● QUOTED PASSAGE:
##############################
Who is at risk of infection or complications?

It continues to look like older people with coronary heart disease or high blood pressure are more likely to develop more severe symptoms.

Stroke survivors and those with heart disease, including high blood pressure and congenital heart defects, may face an increased risk for complications if they become infected with the COVID-19 virus. People with diabetes, compromised immune systems, chronic lung diseases and other underlying conditions also may be at risk of more severe illness, according to the  CDC.

Also, early national data indicate black people, Hispanics and Latinos appear to be disproportionately impacted. Data from several cities and counties found black people there had higher death rates from COVID-19. Many black people are already more vulnerable to cardiovascular and stroke risks, as well as social determinants of health.  

If you are an essential worker or need to be out
We all need to be extra vigilant if we leave home. Be mindful that every surface is a potential source of infection and that everything you bring inside your house could be contaminated with the virus. Wipe down packages and wrappers, throw away bags and then wash your hands.

If you are an essential worker, you likely have more chances of being exposed to or actually contracting the virus.

The CDC’s new guidance says critical workers who have been exposed may be permitted to continue working if they remain asymptomatic and take additional precautions to protect themselves and others.

Those precautions include pre-screening for fever and other symptoms before work, regularly monitoring conditions at work, and wearing a mask and practicing social distancing at work.

If you’re hunkering down at home
The vast majority of Americans are now being asked to stay home, but safety precautions are still necessary even when you’re away from others. Continue the vigorous handwashing, and clean and disinfect surfaces regularly.

If you do have an emergency, such as heart attack or stroke symptoms, call 911. Some hospitals are crowded due to COVID-19, but emergency systems have plans to ensure appropriate treatment. Getting care as soon as possible improves the chances of survival, and first responders are well trained to avoid spreading germs.

Stay in close contact with your health care providers. Keep their contact information handy, and ask whether electronic consulting or instant messaging options are available.

If you live alone, gather a list of support contacts you could call on, such as friends, relatives, colleagues and neighbors. Keep this contact information in one easy-to-find place.

Take stock of your medications. Make sure you have enough for an extended time. Also figure out how you would get refills if you couldn’t leave home. Find out if your pharmacy can deliver refills. Your health care provider or health plan may help advise you here as well.

And, of course, continue to stay active and eat healthy. Stay connected with the people you care about, because feelings of isolation can take a toll on your health and well-being.

What if you have symptoms of the coronavirus?
Common symptoms include fever, cough and shortness of breath. Contact your health care provider if you have these symptoms. And, again, if you experience the warning signs of heart attack or stroke, call 911 immediately.

If health experts are investigating you or someone in your household as a person with a possible case of COVID-19, or if you or someone in your household is confirmed to have COVID-19 but the person is stable enough to be treated at home, consider these precautions advised by the CDC:

  • Make sure appropriate caregivers are available at home.
  • Ensure there’s a separate bedroom where the patient can recover without sharing immediate space with others.
  • Make sure everyone living in your household can adhere to precautions recommended as part of home care or isolation. That includes covering coughs or sneezes, relentless handwashing, not touching your face and being sure to regularly wipe down surfaces with household cleaners.
  • Set up some basic rules for making sure the person being isolated can get food and other necessities with minimal risk.
  • Stay in touch with your health care provider.
##############################
● DATASET:
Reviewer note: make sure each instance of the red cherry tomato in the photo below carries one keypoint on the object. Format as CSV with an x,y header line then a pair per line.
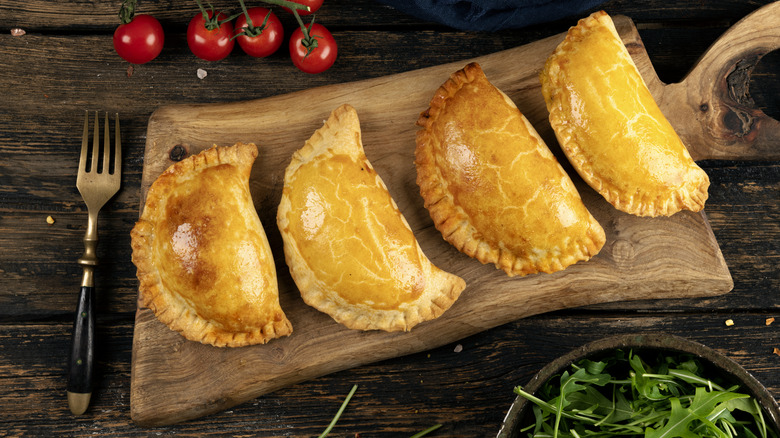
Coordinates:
x,y
210,44
311,59
140,40
265,35
314,6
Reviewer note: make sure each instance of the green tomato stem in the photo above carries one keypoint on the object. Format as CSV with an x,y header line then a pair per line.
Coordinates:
x,y
127,11
340,411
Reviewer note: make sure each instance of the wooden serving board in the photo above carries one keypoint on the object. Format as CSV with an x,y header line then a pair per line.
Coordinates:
x,y
644,258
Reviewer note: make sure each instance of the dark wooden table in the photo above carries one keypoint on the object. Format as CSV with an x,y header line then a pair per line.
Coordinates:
x,y
65,63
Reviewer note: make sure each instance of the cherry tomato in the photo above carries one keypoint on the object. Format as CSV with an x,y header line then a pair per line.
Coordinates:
x,y
265,35
314,6
211,42
315,55
140,40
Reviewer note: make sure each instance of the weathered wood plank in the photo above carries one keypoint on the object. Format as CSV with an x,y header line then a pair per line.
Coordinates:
x,y
402,395
59,15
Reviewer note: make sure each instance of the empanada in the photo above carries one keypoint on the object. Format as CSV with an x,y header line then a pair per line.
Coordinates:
x,y
611,129
492,187
349,249
204,264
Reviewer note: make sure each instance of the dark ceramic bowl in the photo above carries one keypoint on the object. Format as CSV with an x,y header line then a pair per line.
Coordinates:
x,y
726,368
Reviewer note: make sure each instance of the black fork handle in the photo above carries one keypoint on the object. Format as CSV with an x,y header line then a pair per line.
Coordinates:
x,y
82,352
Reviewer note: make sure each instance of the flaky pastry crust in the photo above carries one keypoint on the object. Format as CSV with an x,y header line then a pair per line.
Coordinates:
x,y
204,264
349,249
611,129
492,187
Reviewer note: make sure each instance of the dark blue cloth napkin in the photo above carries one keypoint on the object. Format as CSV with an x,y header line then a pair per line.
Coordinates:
x,y
492,15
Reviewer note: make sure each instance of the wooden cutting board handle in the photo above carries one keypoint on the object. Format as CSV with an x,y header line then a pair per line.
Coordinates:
x,y
711,108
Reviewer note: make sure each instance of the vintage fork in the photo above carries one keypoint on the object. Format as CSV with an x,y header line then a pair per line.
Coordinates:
x,y
99,178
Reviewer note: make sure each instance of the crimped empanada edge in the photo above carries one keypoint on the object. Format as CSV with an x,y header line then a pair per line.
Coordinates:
x,y
689,196
453,223
152,293
445,287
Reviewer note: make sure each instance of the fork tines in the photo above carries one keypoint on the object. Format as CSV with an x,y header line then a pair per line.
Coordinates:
x,y
91,152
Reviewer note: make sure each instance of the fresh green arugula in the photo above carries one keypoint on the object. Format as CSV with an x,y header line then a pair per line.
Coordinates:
x,y
622,395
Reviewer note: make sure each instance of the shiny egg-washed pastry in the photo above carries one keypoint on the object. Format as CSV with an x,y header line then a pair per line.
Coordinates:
x,y
349,249
204,264
493,188
612,130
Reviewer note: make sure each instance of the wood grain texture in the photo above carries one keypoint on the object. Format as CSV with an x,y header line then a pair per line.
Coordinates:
x,y
643,258
65,64
711,109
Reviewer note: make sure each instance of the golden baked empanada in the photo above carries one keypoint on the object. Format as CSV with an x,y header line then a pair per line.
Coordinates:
x,y
611,129
349,249
491,185
204,264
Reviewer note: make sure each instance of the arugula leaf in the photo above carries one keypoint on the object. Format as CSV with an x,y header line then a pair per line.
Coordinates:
x,y
622,395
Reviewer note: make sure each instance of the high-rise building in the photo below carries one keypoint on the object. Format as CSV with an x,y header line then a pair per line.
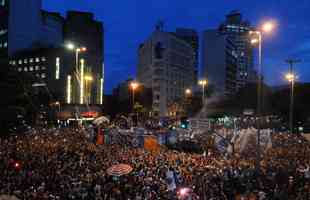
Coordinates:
x,y
83,30
4,30
238,30
23,26
165,65
191,36
220,61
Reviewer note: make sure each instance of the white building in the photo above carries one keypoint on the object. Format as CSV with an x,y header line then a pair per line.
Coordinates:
x,y
166,65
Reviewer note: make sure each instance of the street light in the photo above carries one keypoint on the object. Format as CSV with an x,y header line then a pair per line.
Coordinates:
x,y
77,50
203,83
188,92
88,79
266,27
133,85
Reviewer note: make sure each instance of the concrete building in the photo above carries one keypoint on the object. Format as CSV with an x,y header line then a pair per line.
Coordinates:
x,y
83,30
191,36
220,61
23,26
238,30
52,29
4,30
47,68
165,65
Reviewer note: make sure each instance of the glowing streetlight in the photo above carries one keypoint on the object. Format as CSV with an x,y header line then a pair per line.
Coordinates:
x,y
78,50
267,27
203,83
133,85
70,46
88,78
188,92
257,37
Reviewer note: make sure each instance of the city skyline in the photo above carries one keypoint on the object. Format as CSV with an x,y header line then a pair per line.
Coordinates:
x,y
128,25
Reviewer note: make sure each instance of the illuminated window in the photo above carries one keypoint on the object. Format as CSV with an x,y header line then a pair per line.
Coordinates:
x,y
57,68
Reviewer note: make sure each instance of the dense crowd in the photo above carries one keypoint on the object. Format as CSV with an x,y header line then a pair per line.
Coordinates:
x,y
63,164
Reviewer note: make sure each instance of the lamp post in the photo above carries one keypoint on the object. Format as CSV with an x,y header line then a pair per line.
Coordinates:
x,y
88,79
266,27
203,83
57,103
77,51
291,77
134,85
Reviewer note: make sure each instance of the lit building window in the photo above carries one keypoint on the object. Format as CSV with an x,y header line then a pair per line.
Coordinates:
x,y
57,68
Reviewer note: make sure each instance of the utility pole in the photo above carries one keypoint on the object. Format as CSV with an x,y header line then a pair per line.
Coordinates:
x,y
291,62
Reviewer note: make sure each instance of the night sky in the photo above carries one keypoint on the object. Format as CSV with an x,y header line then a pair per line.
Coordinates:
x,y
129,22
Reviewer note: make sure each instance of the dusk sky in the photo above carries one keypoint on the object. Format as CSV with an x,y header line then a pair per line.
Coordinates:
x,y
129,22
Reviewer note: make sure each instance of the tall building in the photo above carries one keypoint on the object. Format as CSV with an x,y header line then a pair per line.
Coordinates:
x,y
220,61
165,65
52,29
191,36
83,30
23,26
4,30
238,30
47,68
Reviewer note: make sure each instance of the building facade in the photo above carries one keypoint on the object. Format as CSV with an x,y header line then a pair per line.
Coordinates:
x,y
191,36
165,65
4,30
238,30
220,61
83,30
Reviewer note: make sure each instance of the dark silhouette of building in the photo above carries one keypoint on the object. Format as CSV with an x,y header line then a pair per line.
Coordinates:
x,y
238,30
83,30
191,36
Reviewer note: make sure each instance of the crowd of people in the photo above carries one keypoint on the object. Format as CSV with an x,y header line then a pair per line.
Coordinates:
x,y
63,164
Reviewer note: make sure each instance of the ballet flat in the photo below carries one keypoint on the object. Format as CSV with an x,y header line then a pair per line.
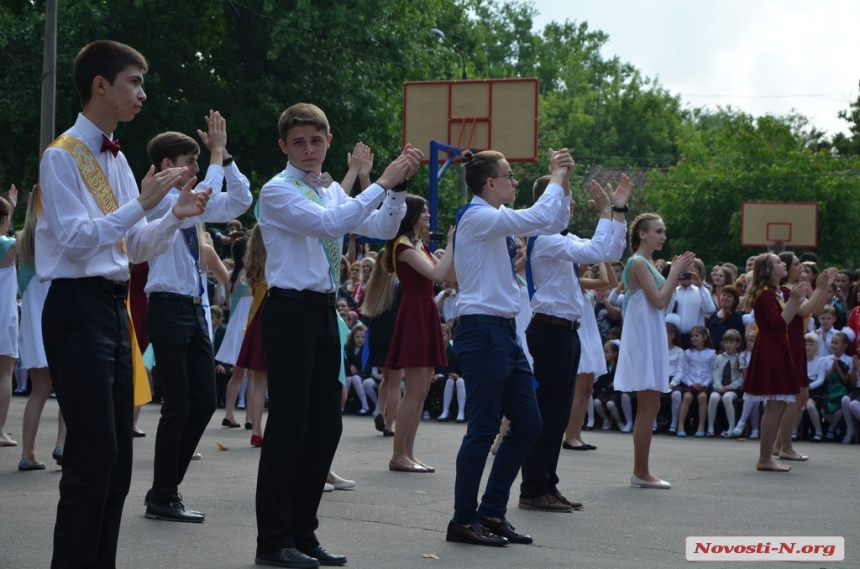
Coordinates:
x,y
639,483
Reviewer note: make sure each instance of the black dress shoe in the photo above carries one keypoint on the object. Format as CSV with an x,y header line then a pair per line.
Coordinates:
x,y
506,530
325,558
173,512
287,557
475,534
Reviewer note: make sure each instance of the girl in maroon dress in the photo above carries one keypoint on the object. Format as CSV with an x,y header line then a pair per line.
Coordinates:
x,y
772,374
417,345
814,304
252,356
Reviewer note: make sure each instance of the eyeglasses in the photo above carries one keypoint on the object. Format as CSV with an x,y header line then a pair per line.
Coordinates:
x,y
509,176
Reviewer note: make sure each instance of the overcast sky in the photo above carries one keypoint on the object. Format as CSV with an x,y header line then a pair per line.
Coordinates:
x,y
762,56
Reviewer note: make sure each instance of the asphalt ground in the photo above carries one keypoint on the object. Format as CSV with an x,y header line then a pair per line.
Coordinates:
x,y
398,520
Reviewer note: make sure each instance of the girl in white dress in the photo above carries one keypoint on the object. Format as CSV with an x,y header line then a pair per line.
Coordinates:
x,y
8,313
643,362
591,360
32,350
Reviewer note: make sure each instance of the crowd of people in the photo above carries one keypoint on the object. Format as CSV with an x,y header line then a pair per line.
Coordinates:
x,y
530,340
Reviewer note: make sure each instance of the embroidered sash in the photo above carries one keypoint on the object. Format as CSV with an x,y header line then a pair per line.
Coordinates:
x,y
96,182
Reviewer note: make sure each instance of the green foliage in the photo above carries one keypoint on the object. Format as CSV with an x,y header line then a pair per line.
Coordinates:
x,y
730,157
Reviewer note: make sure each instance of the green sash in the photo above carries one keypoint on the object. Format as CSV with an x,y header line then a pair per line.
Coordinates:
x,y
331,247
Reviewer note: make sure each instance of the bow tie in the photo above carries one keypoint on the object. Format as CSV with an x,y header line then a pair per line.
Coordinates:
x,y
110,145
324,180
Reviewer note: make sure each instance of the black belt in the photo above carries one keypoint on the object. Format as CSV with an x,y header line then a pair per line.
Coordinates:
x,y
113,288
326,298
485,319
571,324
181,298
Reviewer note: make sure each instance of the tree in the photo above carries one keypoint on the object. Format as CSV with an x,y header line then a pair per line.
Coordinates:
x,y
729,157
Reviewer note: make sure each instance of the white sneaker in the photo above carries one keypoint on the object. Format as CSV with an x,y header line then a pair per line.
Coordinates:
x,y
338,482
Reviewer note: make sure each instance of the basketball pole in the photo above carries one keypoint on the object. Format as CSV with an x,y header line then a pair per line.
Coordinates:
x,y
453,153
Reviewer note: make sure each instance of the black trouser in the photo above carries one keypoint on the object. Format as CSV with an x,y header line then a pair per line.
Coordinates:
x,y
304,353
183,355
88,346
555,351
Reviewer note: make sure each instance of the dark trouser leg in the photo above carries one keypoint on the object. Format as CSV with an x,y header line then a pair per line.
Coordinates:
x,y
556,352
89,355
498,382
183,354
304,425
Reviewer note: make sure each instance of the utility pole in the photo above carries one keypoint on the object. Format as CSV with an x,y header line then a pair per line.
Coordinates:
x,y
49,76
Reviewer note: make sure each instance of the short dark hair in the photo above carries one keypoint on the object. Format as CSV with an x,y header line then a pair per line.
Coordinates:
x,y
170,145
541,184
302,114
479,167
103,58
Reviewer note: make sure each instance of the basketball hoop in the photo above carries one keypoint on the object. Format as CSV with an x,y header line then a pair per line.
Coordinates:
x,y
776,246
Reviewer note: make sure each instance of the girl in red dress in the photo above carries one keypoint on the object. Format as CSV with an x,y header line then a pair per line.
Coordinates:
x,y
417,345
##############################
● WHAT THE EXERCISE ASKS:
Answer these questions about the COVID-19 text:
1. Which groups do early national data show as hit disproportionately?
2. After wiping down packages and wrappers, what should you do?
3. What are the common symptoms listed?
The records have nothing to do with the COVID-19 text.

● RESPONSE AREA:
1. Black people, Hispanics and Latinos.
2. Throw away bags and then wash your hands.
3. Fever, cough and shortness of breath.